◆ What you have to do:
Find every line in the listing below that contains the word "pheasant" and copy each of those lines.

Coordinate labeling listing
+++
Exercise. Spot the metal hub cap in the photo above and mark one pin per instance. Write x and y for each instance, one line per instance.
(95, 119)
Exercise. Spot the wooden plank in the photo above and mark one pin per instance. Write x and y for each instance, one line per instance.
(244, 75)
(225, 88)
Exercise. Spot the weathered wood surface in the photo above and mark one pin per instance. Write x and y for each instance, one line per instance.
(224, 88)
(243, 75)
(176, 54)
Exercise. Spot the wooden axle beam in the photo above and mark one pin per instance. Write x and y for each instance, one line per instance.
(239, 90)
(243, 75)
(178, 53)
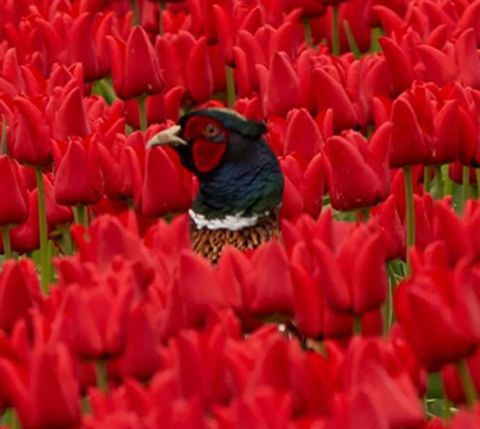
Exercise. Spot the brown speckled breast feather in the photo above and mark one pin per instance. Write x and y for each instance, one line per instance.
(210, 243)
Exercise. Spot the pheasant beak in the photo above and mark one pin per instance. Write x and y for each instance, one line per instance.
(169, 136)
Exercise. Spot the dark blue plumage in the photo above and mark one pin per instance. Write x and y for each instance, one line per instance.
(248, 181)
(240, 182)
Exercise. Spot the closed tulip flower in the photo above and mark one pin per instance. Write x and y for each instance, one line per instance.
(14, 200)
(135, 67)
(357, 171)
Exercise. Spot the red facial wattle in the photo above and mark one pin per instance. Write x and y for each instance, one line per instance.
(207, 154)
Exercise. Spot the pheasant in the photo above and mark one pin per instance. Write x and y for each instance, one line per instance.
(240, 181)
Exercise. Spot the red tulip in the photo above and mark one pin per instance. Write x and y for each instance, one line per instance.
(48, 394)
(70, 116)
(88, 45)
(78, 178)
(451, 380)
(439, 313)
(225, 32)
(303, 135)
(32, 140)
(14, 201)
(280, 75)
(166, 188)
(330, 94)
(354, 284)
(19, 292)
(135, 67)
(198, 69)
(358, 172)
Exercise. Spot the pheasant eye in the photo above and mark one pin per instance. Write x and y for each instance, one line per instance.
(211, 130)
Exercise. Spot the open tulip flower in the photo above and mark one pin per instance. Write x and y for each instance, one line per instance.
(239, 214)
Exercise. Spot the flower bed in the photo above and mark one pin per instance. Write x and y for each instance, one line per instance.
(365, 315)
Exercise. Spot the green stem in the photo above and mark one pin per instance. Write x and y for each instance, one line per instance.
(10, 419)
(67, 242)
(467, 382)
(4, 135)
(161, 8)
(357, 325)
(409, 213)
(376, 33)
(465, 189)
(448, 184)
(80, 215)
(388, 307)
(7, 246)
(104, 88)
(438, 186)
(477, 177)
(102, 375)
(307, 31)
(230, 79)
(352, 43)
(136, 12)
(43, 228)
(363, 214)
(335, 31)
(142, 111)
(447, 410)
(427, 171)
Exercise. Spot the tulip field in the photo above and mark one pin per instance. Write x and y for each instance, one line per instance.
(365, 314)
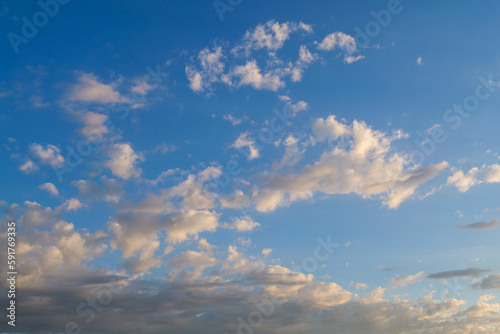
+++
◆ In response:
Exercise. Spot the pheasant beak in the photo above and mark one pin per instance. Write x and y for each instance, one line per instance.
Exercise. Spot the pheasant in the photo above and mark one pin per instance. Write x and y for each instance, one line per instance.
Exercise. Spot the pheasant eye in the photo above and mark one pin per instance. Write x and y for each instance, one line per instance.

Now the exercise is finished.